BRIEF:
Gather each line of the items below that contains the word "flower".

RECORDS FOR THE EXERCISE:

━━━━━━━━━━━━━━━━━━━━

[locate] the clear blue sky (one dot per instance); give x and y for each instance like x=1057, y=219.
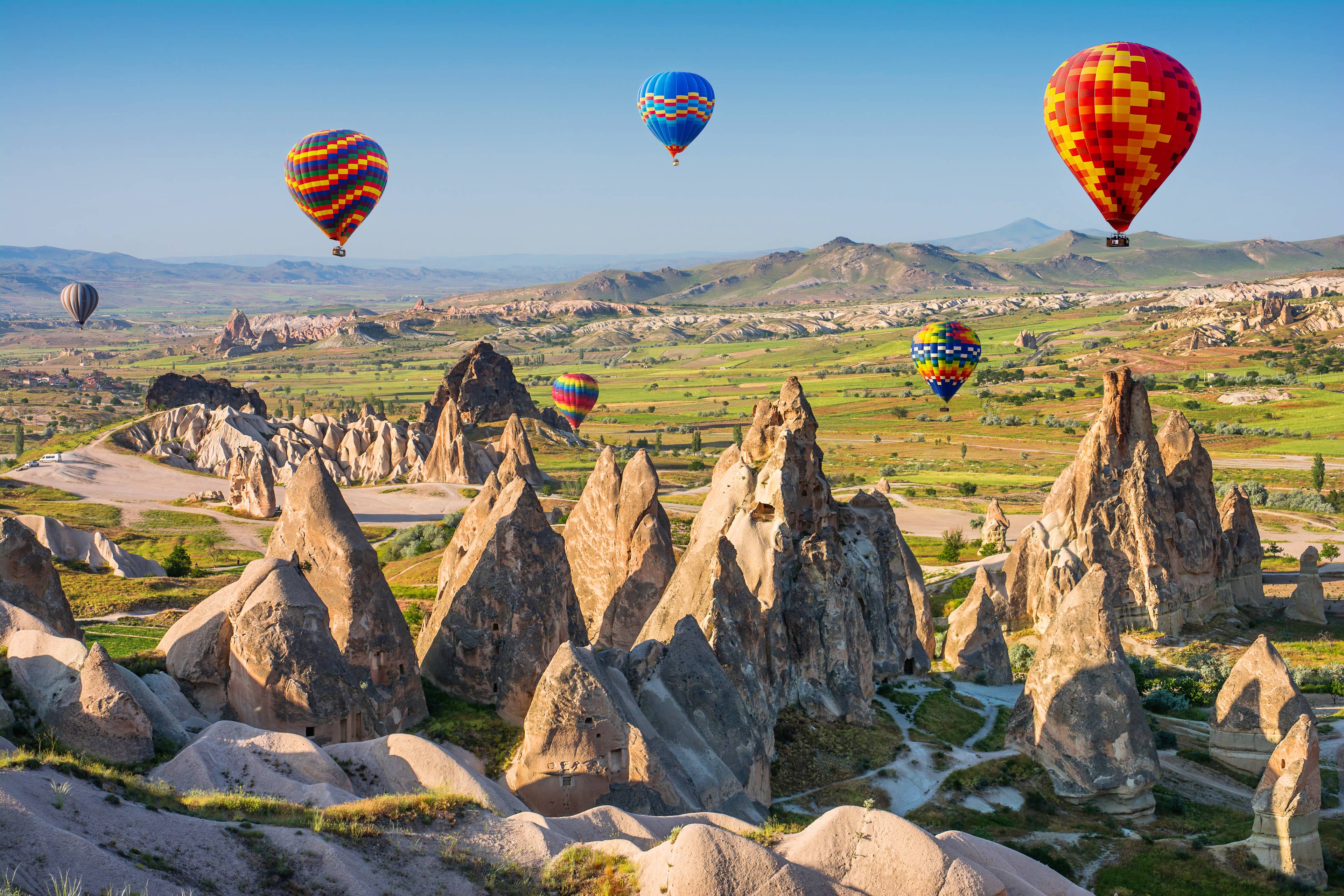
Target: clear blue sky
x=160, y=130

━━━━━━━━━━━━━━━━━━━━

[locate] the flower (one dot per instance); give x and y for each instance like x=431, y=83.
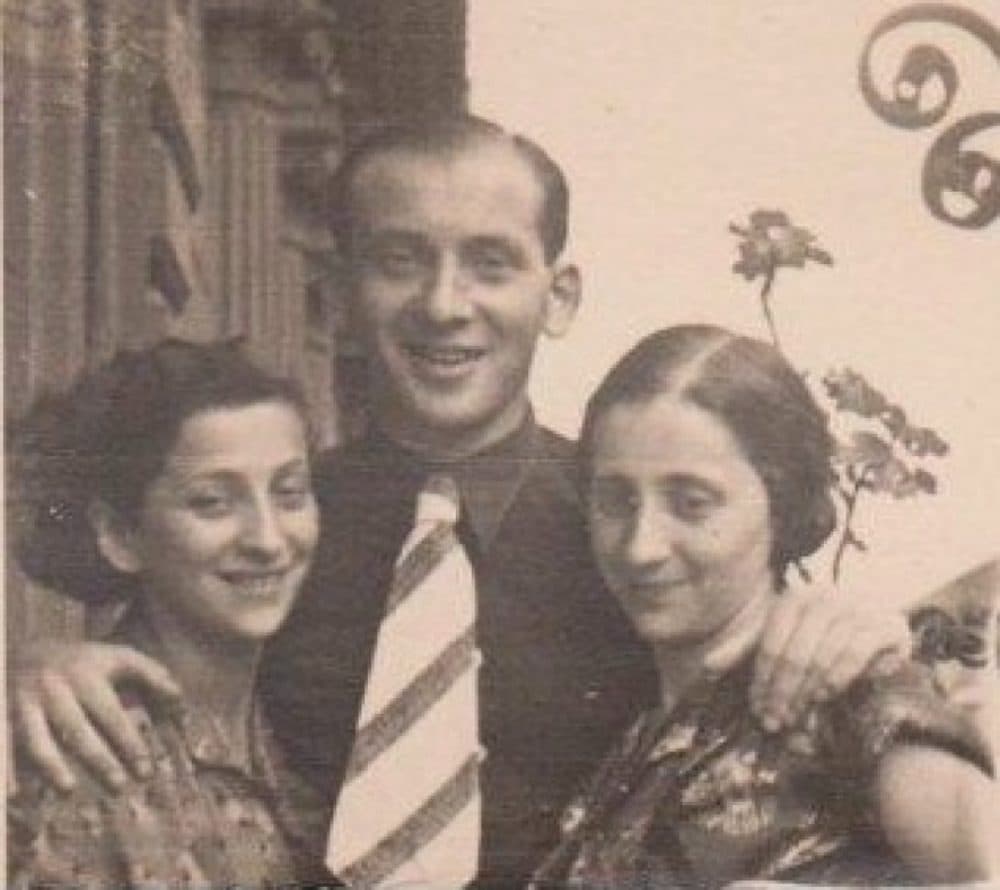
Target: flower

━━━━━━━━━━━━━━━━━━━━

WRITTEN REPLY:
[locate] the flower (one dot per instance); give x and y for each instance like x=431, y=83.
Target: flower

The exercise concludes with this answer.